_Texte extrait_:
※

Le petit ver de mer Vanadis. (Michael Bok)
Selon Michael Bok, de l’université de Lund, coauteur de l’étude :
Ensemble, nous avons cherché à percer le mystère de l’évolution d’un ver transparent, presque invisible, qui se nourrit au cœur de la nuit et qui s’est doté d’énormes yeux. Le premier objectif était donc de déterminer si les grands yeux confèrent au ver une bonne vision.
Pour aller au fond des choses, les chercheurs ont collecté des spécimens de trois espèces de vers vivant dans des eaux peu profondes. Ils ont apporté les spécimens au laboratoire, où ils ont analysé leurs yeux. Bien que les Vanadis aient un système nerveux très simple et primitif, les chercheurs ont été surpris de constater qu’ils voyaient très bien. Ils peuvent par exemple suivre les mouvements de petits objets.
Selon Anders Garm, du département de biologie de l’université de Copenhague :
C’est vraiment intéressant parce qu’une telle capacité est typiquement réservée aux vertébrés, aux arthropodes (insectes, araignées, etc.) et aux céphalopodes (pieuvres, calmars). C’est la première fois qu’une vision aussi avancée et détaillée est démontrée au-delà de ces groupes. En fait, nos recherches ont montré que le ver a une vision exceptionnelle. Sa vue est comparable à celle des souris ou des rats bien qu’il s’agisse d’un organisme relativement simple doté d’un cerveau minuscule.

※

_Données étudiées_:
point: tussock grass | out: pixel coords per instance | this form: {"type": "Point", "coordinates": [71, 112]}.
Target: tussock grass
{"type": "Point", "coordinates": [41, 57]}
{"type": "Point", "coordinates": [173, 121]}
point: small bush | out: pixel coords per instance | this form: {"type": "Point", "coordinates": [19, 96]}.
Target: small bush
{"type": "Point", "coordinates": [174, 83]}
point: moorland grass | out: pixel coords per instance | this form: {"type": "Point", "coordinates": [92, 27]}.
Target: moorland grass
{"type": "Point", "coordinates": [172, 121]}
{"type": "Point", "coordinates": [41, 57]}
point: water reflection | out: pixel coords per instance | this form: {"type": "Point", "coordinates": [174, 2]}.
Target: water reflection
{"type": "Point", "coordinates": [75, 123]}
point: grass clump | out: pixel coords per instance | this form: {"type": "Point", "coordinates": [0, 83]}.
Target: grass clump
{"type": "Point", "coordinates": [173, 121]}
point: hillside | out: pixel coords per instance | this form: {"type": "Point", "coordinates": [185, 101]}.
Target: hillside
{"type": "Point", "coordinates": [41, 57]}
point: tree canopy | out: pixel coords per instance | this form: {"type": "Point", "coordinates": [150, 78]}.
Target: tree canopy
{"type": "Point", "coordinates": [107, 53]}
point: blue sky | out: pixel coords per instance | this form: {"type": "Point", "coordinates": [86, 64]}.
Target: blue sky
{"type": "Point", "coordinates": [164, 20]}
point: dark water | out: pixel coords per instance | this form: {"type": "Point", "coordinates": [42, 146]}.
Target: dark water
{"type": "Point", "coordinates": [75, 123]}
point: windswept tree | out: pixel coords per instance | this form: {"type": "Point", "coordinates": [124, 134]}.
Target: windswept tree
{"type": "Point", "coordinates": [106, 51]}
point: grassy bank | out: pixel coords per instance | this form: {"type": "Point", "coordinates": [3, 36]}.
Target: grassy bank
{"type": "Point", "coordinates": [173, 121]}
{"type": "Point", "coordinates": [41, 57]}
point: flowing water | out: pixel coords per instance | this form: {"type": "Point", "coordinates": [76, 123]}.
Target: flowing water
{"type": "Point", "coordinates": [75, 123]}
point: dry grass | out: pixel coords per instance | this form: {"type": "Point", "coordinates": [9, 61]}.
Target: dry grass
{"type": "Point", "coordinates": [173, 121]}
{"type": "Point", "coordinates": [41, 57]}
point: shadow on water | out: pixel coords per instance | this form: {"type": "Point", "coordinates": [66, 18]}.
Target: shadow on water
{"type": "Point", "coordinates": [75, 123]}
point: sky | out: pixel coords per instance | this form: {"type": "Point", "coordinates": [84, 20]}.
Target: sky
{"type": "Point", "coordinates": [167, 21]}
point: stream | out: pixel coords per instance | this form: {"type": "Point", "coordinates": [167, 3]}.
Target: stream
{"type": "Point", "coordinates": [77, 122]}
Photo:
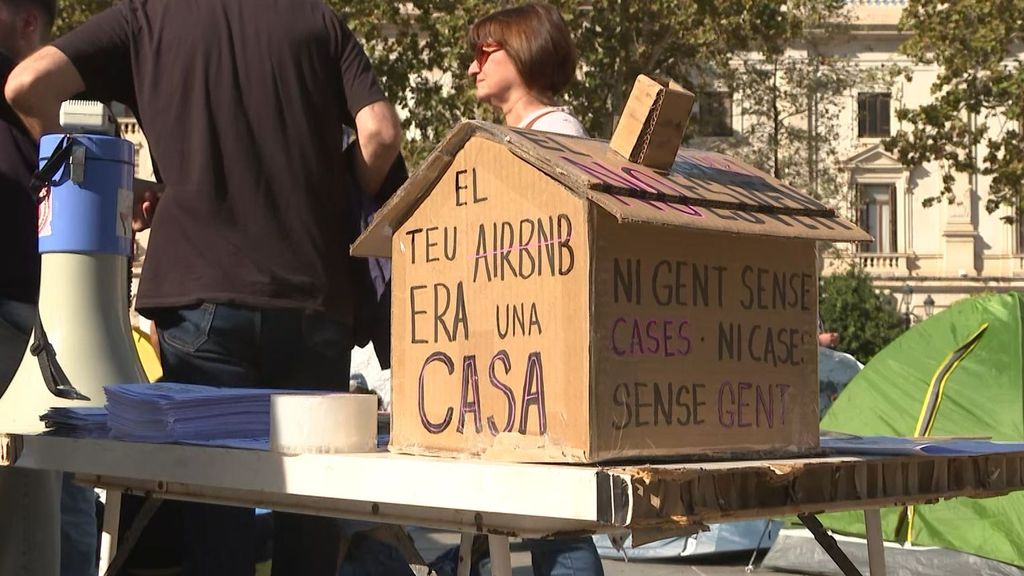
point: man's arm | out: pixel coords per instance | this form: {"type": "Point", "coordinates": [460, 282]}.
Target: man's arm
{"type": "Point", "coordinates": [38, 85]}
{"type": "Point", "coordinates": [378, 134]}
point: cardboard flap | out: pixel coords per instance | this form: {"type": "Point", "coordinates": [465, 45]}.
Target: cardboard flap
{"type": "Point", "coordinates": [704, 190]}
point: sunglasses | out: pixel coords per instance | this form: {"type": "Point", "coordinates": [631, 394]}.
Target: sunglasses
{"type": "Point", "coordinates": [483, 52]}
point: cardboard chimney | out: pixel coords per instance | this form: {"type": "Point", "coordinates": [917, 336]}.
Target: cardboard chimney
{"type": "Point", "coordinates": [554, 301]}
{"type": "Point", "coordinates": [652, 123]}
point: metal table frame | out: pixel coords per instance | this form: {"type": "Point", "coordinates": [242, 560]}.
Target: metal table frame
{"type": "Point", "coordinates": [514, 499]}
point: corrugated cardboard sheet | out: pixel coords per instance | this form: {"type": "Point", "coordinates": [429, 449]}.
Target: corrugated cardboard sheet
{"type": "Point", "coordinates": [704, 190]}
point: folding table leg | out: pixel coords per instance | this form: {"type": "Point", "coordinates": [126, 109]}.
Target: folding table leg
{"type": "Point", "coordinates": [466, 553]}
{"type": "Point", "coordinates": [828, 544]}
{"type": "Point", "coordinates": [501, 558]}
{"type": "Point", "coordinates": [876, 548]}
{"type": "Point", "coordinates": [112, 523]}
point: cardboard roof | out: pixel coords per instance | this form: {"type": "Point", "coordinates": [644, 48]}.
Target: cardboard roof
{"type": "Point", "coordinates": [702, 191]}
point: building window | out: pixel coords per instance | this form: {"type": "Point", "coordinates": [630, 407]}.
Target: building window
{"type": "Point", "coordinates": [872, 115]}
{"type": "Point", "coordinates": [713, 114]}
{"type": "Point", "coordinates": [878, 216]}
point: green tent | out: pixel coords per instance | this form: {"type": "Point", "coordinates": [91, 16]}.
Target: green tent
{"type": "Point", "coordinates": [956, 374]}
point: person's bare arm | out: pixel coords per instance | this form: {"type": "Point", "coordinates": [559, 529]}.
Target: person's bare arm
{"type": "Point", "coordinates": [38, 85]}
{"type": "Point", "coordinates": [378, 134]}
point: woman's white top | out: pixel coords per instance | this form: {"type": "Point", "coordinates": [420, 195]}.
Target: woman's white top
{"type": "Point", "coordinates": [554, 119]}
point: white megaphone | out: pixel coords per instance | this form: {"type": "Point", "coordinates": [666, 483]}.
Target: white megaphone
{"type": "Point", "coordinates": [85, 240]}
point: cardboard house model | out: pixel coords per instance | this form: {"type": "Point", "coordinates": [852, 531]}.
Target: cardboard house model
{"type": "Point", "coordinates": [553, 301]}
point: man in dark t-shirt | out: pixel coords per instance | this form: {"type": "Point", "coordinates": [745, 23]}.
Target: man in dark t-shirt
{"type": "Point", "coordinates": [247, 278]}
{"type": "Point", "coordinates": [30, 511]}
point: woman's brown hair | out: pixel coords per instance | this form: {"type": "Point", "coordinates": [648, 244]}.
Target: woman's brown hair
{"type": "Point", "coordinates": [538, 41]}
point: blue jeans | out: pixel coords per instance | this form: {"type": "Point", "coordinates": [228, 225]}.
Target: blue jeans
{"type": "Point", "coordinates": [78, 529]}
{"type": "Point", "coordinates": [229, 345]}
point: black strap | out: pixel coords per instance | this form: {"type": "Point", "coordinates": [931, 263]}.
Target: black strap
{"type": "Point", "coordinates": [44, 176]}
{"type": "Point", "coordinates": [53, 375]}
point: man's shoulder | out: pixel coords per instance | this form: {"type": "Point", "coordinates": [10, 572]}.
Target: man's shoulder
{"type": "Point", "coordinates": [8, 119]}
{"type": "Point", "coordinates": [6, 65]}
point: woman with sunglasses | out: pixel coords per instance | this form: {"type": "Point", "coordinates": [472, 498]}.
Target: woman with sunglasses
{"type": "Point", "coordinates": [523, 58]}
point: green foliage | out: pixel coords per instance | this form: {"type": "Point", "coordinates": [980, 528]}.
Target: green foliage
{"type": "Point", "coordinates": [865, 319]}
{"type": "Point", "coordinates": [973, 123]}
{"type": "Point", "coordinates": [74, 12]}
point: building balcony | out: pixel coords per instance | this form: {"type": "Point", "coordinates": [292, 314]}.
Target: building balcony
{"type": "Point", "coordinates": [881, 264]}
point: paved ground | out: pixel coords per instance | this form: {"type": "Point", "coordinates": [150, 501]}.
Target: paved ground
{"type": "Point", "coordinates": [431, 542]}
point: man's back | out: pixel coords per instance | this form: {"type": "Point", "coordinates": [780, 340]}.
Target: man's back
{"type": "Point", "coordinates": [243, 104]}
{"type": "Point", "coordinates": [18, 255]}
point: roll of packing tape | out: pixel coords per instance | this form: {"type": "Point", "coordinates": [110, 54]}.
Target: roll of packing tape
{"type": "Point", "coordinates": [323, 423]}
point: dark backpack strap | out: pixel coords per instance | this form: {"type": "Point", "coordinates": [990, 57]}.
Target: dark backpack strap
{"type": "Point", "coordinates": [44, 176]}
{"type": "Point", "coordinates": [53, 375]}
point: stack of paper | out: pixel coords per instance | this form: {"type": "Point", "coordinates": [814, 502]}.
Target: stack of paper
{"type": "Point", "coordinates": [172, 412]}
{"type": "Point", "coordinates": [84, 420]}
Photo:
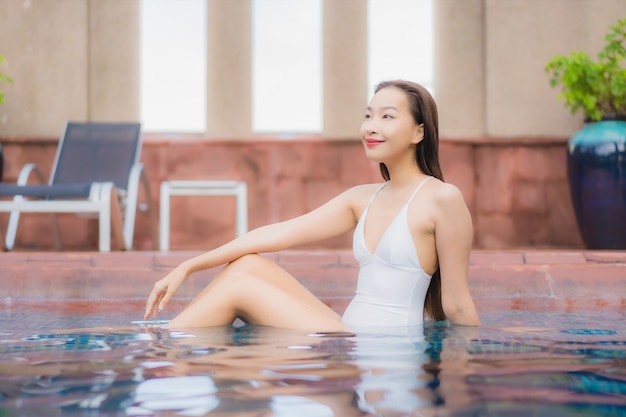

※

_Travail à faire_:
a) Répondez à ces questions sur le texte sur le ver Vanadis :
(i) De quelle université vient Michael Bok ?
(ii) Combien d'espèces de vers les chercheurs ont-ils collectées ?
(iii) À la vue de quels animaux Anders Garm compare-t-il celle du ver ?
b) Dans le texte sur le ver Vanadis, transformez en liste le paragraphe qui commence par « Pour aller au fond des choses » en gardant ses faits principaux.
c) Poursuivez le texte sur le ver Vanadis à partir de sa dernière phrase.
Les données ci-dessus viennent d'une autre source que le texte.

_Vos réponses_:
a)
(i) De l'université de Lund.
(ii) Trois espèces.
(iii) À celle des souris ou des rats.

b)
- Les chercheurs ont collecté des spécimens de trois espèces de vers vivant dans des eaux peu profondes.
- Ils les ont apportés au laboratoire pour analyser leurs yeux.
- Les Vanadis ont un système nerveux très simple et primitif, mais ils voient très bien, ce qui a surpris les chercheurs.
- Ils peuvent par exemple suivre les mouvements de petits objets.

c)
Jusqu’à présent, les chercheurs ont pu établir que le ver Vanadis formosa avait une excellente vue, mais la question du « pourquoi » restait en suspens. Garm et Bok se sont donc inspirés de la biologie de l’évolution. Ces vers sont intrinsèquement transparents, à l’exception des yeux. Le fait d’être presque invisible permet d’éviter les prédateurs, mais le fait d’avoir des yeux aussi grands entrave cette stratégie. Le coût doit être compensé par un avantage net. Mais comment ? Une partie de l’explication réside dans la capacité du ver à voir la lumière UV. Les biologistes pensent qu’ils sont bioluminescents aux UV et qu’ils utilisent cette capacité pour communiquer avec d’autres membres de leur espèce.
Selon Garm :
Si vous utilisez la lumière bleue ou verte normale comme bioluminescence, vous risquez d’attirer les prédateurs. Mais si le ver utilise plutôt la lumière UV, il restera invisible pour les animaux autres que ceux de sa propre espèce. Notre hypothèse est donc qu’ils ont développé une vision UV très nette afin de disposer d’un langage secret lié à l’accouplement. Il se peut également qu’ils soient à l’affût de proies bioluminescentes aux UV. Quoi qu’il en soit, cela rend les choses vraiment passionnantes, car la bioluminescence UV n’a encore été observée chez aucun autre animal. Nous espérons donc pouvoir présenter ce premier exemple.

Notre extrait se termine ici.